Input records —

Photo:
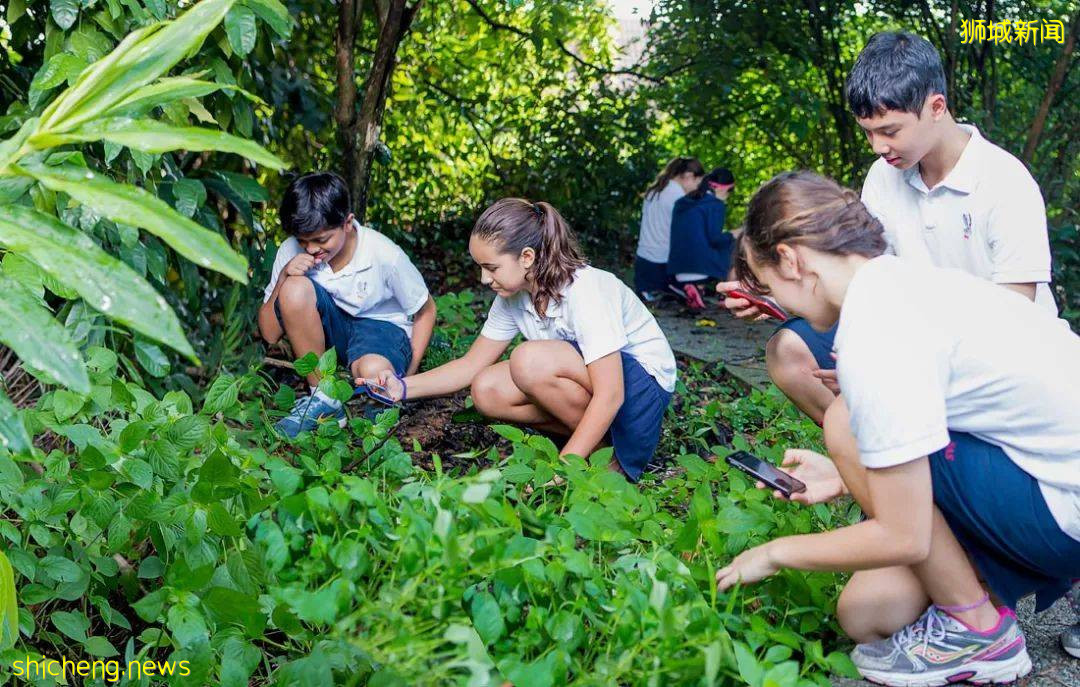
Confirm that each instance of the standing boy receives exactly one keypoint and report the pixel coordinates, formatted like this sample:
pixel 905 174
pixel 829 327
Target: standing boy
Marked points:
pixel 945 194
pixel 338 283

To be done — Copy the material above word for word, leaving out the pictures.

Full response —
Photo:
Confirm that each instance of the standing boy receives exactly one keypoint and report the pixel coordinates, formatted like this sample:
pixel 905 174
pixel 829 327
Target: standing boy
Marked points:
pixel 945 194
pixel 338 283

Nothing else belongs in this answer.